> TEKST:
▶

Nie, nikt w to nie wierzy. Kto Ci zrobił taką krzywdę, że myślisz że ktoś w rozwoju zaleca takie działania? Chyba chłopaku nigdy nie byłeś na żadnym evencie.
„(…) Znam ludzi, którzy wieczne latają po szkoleniach. Rzucają mi w twarz cytatami motywacyjnymi, ciągle opowiadają mi o swoich planach i marzeniach, które kiedyś zrealizują. (…)”.
Każdy zna takie osoby. To nic nowego. Miliony osób czytają o ćwiczeniach na siłowni, rozmawiają o dietach i nowych ćwiczeniach. I nic z tym nie robią (hmmm, ja się wziąłem ostatnio za odchudzanie i poszło już 8kg w dół, więc nie pisz „Adept ale Ty masz nadwagę!”). Ale nikt jakoś nie oskarża orbitreka, steppera, hantli czy nawet trenera personalnego, że nie ma efektów. Skoro nic nie robi w tym kierunku. Narzędziem do zmiany jesteś Ty sam, szkolenie, event, doradca ma i tylko w tym pomóc, a nie odwalić za Ciebie brudną robotę. Jeśli tego nie rozumiesz, to może pora przestać oglądać Gumisie i inne bajki w TV. Co to do cholery za zarzut wobec całego RO?

◀

> ZADANIA DO WYKONANIA:
• 1. Powtórz wiernie fragment tekstu, zaczynając od słów „Nie, nikt w” i kontynuując aż do słów „na żadnym evencie.”.
• 2. Przetłumacz na język angielski następujące zdanie z tekstu: „Miliony osób czytają o ćwiczeniach na siłowni, rozmawiają o dietach i nowych ćwiczeniach.”
• 3. Odpowiedz krótko na pytania dotyczące tekstu:
(a) Ile kilogramów ubyło w wyniku odchudzania wspomnianego w tekście?
(b) Jakie sprzęty do ćwiczeń wymieniono jako te, których nikt nie oskarża o brak efektów?
(c) Jaką bajkę telewizyjną wymieniono w tekście z nazwy?
Wpisy nie są potrzebne do wykonania zadań.

> DOSTARCZONE INFORMACJE:
▶

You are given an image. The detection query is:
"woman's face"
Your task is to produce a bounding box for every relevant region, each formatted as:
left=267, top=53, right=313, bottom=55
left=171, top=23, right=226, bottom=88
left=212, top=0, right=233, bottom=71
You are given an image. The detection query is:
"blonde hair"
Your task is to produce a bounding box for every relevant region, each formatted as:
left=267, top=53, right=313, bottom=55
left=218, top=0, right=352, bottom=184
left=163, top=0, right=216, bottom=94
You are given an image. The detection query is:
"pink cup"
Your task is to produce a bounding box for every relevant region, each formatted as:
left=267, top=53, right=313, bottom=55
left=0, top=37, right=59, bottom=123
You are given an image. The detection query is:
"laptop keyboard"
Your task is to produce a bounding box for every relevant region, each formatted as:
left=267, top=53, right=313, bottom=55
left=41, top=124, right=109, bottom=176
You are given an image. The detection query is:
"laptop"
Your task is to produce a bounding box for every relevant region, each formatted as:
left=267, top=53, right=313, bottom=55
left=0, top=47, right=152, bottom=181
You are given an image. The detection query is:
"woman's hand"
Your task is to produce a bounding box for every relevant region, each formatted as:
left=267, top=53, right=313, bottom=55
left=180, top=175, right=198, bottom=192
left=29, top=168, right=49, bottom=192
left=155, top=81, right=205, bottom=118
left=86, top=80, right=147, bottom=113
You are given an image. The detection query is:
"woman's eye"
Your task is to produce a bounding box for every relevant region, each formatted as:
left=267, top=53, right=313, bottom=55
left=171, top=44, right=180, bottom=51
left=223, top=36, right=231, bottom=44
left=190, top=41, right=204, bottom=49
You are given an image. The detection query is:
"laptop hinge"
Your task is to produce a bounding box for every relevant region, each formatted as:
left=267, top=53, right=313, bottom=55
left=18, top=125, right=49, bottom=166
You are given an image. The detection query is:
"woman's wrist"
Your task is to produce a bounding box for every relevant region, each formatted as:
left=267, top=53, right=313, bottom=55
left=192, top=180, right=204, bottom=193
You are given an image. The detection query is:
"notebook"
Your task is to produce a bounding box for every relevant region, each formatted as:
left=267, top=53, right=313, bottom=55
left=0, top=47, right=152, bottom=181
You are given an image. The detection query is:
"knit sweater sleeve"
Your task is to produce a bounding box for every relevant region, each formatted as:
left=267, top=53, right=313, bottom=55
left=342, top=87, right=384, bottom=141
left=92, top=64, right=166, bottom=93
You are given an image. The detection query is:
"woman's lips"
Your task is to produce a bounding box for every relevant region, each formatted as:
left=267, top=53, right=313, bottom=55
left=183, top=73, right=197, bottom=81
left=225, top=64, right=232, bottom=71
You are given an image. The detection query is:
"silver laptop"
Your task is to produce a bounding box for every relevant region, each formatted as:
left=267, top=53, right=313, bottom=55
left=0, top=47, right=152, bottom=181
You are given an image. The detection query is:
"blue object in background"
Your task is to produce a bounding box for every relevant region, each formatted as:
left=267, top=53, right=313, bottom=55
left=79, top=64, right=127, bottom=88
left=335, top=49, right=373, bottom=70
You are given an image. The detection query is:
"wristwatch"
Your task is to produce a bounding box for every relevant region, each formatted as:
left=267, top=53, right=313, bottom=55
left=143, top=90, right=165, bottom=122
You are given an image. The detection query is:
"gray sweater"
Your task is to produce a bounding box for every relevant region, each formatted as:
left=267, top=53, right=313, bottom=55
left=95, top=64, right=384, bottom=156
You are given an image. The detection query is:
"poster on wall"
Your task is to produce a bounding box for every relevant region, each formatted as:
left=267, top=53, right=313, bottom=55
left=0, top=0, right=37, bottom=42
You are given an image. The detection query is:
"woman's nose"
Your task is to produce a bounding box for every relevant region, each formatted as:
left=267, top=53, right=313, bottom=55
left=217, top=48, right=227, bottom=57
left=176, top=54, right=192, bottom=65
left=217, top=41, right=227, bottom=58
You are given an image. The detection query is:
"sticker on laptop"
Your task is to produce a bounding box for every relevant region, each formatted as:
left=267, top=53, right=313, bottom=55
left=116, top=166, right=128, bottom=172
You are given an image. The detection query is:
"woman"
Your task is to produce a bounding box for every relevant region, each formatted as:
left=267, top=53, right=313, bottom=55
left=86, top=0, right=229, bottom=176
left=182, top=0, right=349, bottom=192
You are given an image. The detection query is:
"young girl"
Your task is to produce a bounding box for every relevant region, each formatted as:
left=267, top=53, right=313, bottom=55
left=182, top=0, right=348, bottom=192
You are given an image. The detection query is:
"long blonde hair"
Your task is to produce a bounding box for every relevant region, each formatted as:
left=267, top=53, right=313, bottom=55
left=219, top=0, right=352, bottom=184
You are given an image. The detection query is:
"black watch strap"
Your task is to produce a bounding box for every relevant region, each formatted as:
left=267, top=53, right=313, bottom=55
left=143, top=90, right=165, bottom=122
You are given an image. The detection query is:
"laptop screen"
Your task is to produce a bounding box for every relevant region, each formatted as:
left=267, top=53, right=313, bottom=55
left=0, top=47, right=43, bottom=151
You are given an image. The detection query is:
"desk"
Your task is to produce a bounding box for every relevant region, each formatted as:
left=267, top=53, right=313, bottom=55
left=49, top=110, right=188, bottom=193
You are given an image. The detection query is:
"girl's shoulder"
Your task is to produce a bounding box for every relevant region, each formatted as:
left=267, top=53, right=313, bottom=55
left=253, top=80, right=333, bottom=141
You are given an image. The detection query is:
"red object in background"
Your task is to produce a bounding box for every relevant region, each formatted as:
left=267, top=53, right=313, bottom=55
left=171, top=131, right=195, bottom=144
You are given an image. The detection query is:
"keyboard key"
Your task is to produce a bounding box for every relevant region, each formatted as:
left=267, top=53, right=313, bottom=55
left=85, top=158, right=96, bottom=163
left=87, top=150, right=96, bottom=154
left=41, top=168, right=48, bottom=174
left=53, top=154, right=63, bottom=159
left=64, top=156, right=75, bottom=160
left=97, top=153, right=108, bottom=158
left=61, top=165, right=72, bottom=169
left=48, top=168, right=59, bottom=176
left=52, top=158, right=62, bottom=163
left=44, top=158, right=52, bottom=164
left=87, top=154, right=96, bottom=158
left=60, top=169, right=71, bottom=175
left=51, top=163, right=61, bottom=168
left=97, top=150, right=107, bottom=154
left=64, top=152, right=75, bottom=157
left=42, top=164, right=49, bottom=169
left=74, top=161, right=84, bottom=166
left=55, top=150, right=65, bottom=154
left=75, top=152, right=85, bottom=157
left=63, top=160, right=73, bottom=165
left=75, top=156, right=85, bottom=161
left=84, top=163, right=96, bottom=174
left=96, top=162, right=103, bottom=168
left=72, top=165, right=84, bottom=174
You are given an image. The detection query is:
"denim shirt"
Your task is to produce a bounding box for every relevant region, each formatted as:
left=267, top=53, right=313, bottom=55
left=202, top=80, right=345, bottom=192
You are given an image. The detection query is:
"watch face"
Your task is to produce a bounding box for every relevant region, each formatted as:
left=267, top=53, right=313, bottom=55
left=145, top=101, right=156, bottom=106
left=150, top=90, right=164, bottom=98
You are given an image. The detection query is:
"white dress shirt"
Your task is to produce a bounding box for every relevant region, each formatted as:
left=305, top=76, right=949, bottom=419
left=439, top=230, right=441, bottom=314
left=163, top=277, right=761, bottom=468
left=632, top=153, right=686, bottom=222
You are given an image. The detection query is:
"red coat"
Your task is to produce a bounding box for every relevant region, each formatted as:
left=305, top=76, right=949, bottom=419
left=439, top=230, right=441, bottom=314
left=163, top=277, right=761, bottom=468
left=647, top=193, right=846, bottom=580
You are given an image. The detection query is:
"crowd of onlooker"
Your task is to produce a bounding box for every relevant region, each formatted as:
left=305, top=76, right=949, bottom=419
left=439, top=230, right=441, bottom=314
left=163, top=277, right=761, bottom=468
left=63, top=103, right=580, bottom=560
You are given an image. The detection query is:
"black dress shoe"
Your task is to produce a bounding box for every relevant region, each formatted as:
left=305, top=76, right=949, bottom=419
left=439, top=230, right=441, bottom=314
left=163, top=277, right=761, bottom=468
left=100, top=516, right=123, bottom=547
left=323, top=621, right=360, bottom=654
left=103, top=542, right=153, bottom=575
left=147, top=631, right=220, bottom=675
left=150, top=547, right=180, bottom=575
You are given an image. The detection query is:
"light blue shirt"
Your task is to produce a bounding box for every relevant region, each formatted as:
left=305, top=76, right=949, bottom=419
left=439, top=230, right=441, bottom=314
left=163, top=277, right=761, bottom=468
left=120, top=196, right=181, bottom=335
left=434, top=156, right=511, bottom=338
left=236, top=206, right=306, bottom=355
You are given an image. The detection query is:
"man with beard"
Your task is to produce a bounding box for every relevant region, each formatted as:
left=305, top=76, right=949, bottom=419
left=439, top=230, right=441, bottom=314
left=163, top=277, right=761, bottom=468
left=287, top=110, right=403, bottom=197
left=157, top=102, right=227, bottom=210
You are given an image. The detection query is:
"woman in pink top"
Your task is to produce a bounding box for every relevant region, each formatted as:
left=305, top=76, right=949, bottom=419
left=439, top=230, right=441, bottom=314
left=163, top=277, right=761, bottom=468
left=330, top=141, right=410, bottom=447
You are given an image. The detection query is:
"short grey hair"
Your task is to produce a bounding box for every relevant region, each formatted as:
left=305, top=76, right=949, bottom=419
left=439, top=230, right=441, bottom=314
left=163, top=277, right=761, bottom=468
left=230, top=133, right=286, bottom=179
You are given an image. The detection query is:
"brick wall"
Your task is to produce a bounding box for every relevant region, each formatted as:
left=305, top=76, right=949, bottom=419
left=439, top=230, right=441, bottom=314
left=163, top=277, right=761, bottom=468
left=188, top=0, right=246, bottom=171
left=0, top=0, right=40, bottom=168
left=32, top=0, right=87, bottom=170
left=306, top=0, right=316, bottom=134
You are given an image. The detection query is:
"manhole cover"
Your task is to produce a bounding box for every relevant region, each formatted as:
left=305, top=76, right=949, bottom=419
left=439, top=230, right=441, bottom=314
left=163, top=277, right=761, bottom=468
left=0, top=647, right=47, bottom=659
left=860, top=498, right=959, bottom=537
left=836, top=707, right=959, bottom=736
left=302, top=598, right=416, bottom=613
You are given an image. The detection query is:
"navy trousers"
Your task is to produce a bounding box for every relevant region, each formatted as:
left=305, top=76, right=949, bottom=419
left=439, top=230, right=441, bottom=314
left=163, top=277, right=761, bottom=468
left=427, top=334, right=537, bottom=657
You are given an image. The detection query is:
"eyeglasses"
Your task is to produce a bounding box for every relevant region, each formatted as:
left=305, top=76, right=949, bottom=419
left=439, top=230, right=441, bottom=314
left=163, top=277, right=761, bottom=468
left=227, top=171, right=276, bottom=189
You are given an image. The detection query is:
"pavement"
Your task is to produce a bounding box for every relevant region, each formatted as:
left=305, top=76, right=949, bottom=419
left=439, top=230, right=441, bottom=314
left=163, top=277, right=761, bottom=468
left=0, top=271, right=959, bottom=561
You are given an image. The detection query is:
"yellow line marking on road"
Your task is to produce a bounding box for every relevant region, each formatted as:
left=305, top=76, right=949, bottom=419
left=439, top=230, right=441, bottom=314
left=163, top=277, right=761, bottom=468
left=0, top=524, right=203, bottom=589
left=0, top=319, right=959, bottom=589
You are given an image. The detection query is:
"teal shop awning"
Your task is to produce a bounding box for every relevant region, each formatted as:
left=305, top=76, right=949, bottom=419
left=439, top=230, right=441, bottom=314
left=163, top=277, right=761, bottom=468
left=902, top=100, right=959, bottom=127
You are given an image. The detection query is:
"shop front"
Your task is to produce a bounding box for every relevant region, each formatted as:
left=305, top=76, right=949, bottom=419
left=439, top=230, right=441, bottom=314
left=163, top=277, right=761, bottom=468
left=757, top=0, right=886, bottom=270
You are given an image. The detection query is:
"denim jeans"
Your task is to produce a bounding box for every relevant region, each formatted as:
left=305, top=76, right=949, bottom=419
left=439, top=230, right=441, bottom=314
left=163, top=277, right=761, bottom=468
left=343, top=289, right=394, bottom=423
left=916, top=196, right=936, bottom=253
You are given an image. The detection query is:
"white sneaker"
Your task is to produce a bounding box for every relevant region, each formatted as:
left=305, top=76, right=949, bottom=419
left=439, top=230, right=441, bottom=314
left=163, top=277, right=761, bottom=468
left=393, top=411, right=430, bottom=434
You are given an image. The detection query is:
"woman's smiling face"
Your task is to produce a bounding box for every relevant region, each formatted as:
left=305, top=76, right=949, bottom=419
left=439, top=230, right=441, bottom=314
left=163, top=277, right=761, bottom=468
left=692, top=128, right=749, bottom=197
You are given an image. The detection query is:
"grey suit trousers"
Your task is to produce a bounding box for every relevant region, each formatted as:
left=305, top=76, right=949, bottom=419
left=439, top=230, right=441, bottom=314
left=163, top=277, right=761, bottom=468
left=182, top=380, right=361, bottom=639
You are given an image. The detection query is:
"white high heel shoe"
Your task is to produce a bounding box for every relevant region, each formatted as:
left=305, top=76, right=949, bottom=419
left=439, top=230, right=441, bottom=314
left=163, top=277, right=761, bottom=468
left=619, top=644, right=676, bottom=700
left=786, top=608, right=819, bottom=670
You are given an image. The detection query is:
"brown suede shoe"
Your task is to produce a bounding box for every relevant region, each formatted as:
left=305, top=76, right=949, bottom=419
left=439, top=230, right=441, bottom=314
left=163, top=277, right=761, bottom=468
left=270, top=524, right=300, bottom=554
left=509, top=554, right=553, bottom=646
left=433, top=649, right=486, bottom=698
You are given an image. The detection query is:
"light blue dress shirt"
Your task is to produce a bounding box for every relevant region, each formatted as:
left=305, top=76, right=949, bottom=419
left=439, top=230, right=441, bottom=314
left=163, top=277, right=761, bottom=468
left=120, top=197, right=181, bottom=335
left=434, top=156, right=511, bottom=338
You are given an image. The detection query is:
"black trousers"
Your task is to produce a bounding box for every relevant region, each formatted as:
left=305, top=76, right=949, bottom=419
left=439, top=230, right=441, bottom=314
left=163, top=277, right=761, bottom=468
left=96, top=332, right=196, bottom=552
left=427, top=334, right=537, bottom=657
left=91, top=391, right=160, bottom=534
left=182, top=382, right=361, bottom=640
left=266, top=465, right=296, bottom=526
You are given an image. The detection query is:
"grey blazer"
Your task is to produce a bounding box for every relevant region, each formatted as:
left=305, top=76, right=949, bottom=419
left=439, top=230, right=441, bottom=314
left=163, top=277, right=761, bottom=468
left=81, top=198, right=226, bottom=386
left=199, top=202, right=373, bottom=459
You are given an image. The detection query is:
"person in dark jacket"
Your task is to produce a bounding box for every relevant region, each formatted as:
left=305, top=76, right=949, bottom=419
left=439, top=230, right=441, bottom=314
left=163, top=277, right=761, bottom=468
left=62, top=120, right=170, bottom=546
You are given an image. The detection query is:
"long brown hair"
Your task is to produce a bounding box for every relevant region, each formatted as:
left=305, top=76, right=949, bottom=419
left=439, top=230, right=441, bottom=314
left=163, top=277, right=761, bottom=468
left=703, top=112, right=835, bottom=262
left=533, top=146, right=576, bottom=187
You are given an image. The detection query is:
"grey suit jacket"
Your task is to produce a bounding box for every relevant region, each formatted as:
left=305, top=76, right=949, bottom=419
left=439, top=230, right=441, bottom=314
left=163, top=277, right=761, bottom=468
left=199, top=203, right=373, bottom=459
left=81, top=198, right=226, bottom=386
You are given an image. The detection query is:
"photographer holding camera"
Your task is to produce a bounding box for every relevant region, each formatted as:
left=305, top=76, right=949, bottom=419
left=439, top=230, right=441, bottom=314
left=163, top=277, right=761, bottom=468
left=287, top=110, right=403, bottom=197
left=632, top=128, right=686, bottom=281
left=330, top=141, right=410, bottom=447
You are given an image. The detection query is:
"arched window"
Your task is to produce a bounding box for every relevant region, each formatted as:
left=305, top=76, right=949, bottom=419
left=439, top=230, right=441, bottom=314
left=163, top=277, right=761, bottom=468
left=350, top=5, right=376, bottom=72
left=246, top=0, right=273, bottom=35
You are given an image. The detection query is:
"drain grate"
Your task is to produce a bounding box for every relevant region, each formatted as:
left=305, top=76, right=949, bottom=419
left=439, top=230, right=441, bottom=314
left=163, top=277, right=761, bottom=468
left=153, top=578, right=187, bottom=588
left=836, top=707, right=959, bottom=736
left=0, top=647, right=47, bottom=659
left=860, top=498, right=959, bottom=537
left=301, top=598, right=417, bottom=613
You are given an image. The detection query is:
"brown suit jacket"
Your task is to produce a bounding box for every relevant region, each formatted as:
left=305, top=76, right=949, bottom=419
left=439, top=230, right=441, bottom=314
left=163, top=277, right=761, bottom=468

◀

> OCZEKIWANE ODPOWIEDZI:
• 1.
Nie, nikt w to nie wierzy. Kto Ci zrobił taką krzywdę, że myślisz że ktoś w rozwoju zaleca takie działania? Chyba chłopaku nigdy nie byłeś na żadnym evencie.

• 2. Millions of people read about gym workouts and talk about diets and new exercises.

• 3.
(a) 8 kg.
(b) Orbitrek, stepper i hantle.
(c) Gumisie.